> **Consigne 1**
Relevez chaque ligne de la liste ci-dessous où figure le mot « windshield », en tenant compte de la casse.

> **Extrait du texte**
━━━━━━━━━━━━━━━━━━━━━━━━━━━━━━

Il est prévu dans le dispositif de ces Assises que les participants à cette consultation seront informés personnellement des mesures qui seront prises.

En effet, uniquement sur le plan national, il y a eu 2 690 réponses.

Le nombre de ces participants est encore plus important sur le plan international dont l’analyse fera l’objet d’une chronique différente.

A ces 2 690 participants en ligne viennent s’ajouter les groupes de travail centraux et régionaux qui réunissent près de 10.000 acteurs à Paris et dans les 27 régions.

C’est donc sur le plan national près de 13.000 intervenants qui ont soit émis des propositions en ligne, soit ont travaillé sur ces propositions au cours de diverses réunions physiques.

Sur les 2 690 participants à cette consultation en ligne, près de la moitié (53 %) sont des professionnels du tourisme dont :

– 23 % sont des professionnels institutionnels CRT, CDT, OT
– 77 % sont des professionnels du secteur privé.

Détail qui revêt une importance majeure, dans la mesure où le tourisme national, du moins en ce qui concerne la promotion, est actuellement sous la quasi dépendance des organismes publics.

Toutes les catégories des professionnels privés se sont exprimées, bien sûr en grande majorité les hôteliers, mais aussi les Tours Opérateurs, les guides, les Chambres de Commerce.

Cette forte participation du secteur privé indique une attente importante du secteur commercial.

La prise en compte de cette mobilisation des entreprises commerciales doit se traduire par des mesures qui transforment et privilégient définitivement le tourisme actuel vers une industrie de résultats telle que l’induit la notion de « cause nationale ».

Une diversification de l’offre

Sur le fond, les propositions majoritaires qu’ont exprimées les participants correspondent aux 5 catégories de questions de cette consultation en ligne proposée par le Ministère.

Ainsi afin de rendre notre tourisme plus attractif, plus authentique et moins « muséeux », la promotion des territoires et de leur spécificité a été largement plébiscitée par participants avec la mise en place d’offres comme l’oenotourisme, la gastronomie, la randonnée etc…

Cette gamme de produits, si elle constitue l’axe principal du renouveau de la vitrine du Tourisme français, ne s’improvise pas car l’authenticité ne peut pas se contenter d’une démarche uniquement marketing.

Dans la plupart des régions, ces produits thématiques existent déjà, mais ceux qui les ont conçus ont besoin d’une promotion à l’international qui demande des moyens que la taille de leur entreprise ne leur permet pas.

Il serait intéressant dans ce domaine de faire l’inventaire de ces offres, car dans un site de commercialisation de la marque France, l’offre doit être organisée en fonction de deux types de clientèle : celle qui recherche une approche classique de son séjour : les Pyramides, le Taj Mahal , le Parthénon, le Louvre etc.. et fait correspondre une logistique de transport et d’hébergement tout aussi classique, et les adeptes de l’authentique qui recherchent des activités et des hébergements plus régionaux et différents.

━━━━━━━━━━━━━━━━━━━━━━━━━━━━━━

> **Liste à traiter**

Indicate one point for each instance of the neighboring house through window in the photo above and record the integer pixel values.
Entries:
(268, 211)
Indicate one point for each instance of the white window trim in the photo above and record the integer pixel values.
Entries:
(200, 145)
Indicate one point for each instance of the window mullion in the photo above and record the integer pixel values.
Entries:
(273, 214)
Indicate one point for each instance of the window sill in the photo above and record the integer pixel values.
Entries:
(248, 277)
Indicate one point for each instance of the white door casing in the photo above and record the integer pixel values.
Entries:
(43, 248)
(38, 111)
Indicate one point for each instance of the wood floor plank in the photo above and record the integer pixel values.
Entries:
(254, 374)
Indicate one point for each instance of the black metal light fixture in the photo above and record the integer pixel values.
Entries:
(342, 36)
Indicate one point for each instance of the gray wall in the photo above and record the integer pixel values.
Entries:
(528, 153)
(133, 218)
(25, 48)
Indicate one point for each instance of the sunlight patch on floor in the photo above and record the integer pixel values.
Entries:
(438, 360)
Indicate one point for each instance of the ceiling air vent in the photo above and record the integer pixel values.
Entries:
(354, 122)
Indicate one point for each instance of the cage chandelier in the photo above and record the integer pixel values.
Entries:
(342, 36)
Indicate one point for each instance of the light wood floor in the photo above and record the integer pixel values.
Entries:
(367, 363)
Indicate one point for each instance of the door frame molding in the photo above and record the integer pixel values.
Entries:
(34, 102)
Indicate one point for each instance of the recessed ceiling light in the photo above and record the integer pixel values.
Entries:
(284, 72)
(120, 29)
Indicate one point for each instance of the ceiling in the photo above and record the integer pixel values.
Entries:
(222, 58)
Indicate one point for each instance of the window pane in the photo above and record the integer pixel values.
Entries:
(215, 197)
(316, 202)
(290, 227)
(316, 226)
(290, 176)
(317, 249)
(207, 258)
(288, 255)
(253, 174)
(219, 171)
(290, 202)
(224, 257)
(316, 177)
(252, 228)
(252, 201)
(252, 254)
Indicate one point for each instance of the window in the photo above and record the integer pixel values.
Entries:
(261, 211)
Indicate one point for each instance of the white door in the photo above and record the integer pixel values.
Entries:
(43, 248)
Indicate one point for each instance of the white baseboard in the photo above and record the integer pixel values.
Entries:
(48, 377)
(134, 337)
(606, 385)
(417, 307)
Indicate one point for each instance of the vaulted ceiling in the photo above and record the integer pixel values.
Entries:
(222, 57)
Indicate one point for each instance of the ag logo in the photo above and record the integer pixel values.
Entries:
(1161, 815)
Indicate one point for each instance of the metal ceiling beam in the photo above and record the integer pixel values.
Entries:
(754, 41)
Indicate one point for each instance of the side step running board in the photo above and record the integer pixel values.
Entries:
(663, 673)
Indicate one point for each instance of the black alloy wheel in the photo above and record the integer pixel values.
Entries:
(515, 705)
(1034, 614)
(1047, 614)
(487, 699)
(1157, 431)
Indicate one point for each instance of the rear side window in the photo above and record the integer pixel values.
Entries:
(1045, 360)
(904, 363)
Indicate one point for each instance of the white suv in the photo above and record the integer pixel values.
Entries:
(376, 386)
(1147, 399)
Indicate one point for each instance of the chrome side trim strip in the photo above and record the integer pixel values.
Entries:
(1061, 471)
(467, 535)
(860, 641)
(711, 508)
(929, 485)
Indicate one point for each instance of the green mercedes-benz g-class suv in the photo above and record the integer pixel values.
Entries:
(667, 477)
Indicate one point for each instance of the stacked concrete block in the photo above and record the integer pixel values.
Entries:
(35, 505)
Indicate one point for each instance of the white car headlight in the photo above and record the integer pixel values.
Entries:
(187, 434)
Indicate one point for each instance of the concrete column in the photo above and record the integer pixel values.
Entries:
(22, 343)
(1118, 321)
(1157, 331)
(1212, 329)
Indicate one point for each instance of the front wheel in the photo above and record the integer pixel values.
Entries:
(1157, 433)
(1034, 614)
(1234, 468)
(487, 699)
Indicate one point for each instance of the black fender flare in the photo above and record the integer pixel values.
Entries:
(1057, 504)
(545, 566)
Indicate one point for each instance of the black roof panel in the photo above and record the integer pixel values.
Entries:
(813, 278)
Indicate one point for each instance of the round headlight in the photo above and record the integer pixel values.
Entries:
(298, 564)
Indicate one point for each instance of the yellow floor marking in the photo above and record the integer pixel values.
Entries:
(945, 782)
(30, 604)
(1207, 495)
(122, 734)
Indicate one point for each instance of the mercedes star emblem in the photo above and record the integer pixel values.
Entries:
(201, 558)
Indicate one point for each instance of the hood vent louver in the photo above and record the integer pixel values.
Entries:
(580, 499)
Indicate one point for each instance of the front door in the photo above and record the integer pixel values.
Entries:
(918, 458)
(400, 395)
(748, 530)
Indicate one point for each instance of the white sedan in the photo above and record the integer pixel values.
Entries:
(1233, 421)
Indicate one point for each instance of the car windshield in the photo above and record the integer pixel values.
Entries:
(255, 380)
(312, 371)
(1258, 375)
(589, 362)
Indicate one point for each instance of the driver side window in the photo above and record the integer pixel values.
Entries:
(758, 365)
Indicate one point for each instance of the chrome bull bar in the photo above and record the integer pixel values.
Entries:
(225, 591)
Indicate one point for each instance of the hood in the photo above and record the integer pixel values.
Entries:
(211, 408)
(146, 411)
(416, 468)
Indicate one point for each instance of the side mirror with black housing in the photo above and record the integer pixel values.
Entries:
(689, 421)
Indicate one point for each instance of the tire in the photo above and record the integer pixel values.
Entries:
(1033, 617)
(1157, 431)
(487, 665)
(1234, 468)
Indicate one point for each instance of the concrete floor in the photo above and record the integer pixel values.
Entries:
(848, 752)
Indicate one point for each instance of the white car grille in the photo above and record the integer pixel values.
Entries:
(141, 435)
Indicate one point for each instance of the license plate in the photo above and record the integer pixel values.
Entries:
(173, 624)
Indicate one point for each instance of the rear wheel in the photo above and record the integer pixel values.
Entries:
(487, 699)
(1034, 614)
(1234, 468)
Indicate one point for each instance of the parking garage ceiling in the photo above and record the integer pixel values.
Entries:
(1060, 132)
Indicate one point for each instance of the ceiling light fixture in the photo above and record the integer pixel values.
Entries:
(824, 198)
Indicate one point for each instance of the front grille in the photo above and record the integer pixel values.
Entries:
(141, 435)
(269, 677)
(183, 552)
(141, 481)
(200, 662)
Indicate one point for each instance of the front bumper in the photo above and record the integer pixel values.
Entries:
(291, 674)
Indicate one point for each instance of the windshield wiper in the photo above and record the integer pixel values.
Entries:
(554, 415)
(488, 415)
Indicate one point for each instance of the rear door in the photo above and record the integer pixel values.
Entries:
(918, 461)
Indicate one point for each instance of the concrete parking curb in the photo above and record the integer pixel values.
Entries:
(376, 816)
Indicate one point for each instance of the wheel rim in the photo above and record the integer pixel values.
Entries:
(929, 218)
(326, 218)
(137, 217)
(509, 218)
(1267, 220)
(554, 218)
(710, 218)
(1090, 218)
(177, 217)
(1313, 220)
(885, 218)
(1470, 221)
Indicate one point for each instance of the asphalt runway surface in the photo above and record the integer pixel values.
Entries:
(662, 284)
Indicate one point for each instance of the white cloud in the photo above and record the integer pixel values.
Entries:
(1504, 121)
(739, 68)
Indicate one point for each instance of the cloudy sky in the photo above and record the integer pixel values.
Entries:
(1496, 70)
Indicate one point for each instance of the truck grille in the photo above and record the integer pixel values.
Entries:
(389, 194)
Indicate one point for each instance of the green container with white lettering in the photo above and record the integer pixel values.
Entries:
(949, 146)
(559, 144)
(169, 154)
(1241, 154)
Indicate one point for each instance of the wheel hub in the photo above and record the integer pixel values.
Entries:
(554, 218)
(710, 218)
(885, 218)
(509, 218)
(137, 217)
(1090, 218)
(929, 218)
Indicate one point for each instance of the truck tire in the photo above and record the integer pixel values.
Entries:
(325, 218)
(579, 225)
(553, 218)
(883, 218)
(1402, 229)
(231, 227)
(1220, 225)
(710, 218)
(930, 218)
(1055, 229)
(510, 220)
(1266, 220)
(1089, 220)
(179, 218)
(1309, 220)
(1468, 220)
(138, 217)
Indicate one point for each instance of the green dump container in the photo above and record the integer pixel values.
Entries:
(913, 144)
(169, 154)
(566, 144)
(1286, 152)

━━━━━━━━━━━━━━━━━━━━━━━━━━━━━━

> **Consigne 2**
Reproduisez à l'identique le passage de l'extrait sur les Assises du tourisme ci-dessus qui s'ouvre sur les mots contenant « Sur les 2 690 » et se ferme sur « des organismes publics. ».

> **Bonne réponse 1**
Indicate one point for each instance of the car windshield in the photo above and record the integer pixel values.
Indicate one point for each instance of the windshield wiper in the photo above and record the integer pixel values.

> **Bonne réponse 2**
Sur les 2 690 participants à cette consultation en ligne, près de la moitié (53 %) sont des professionnels du tourisme dont :

– 23 % sont des professionnels institutionnels CRT, CDT, OT
– 77 % sont des professionnels du secteur privé.

Détail qui revêt une importance majeure, dans la mesure où le tourisme national, du moins en ce qui concerne la promotion, est actuellement sous la quasi dépendance des organismes publics.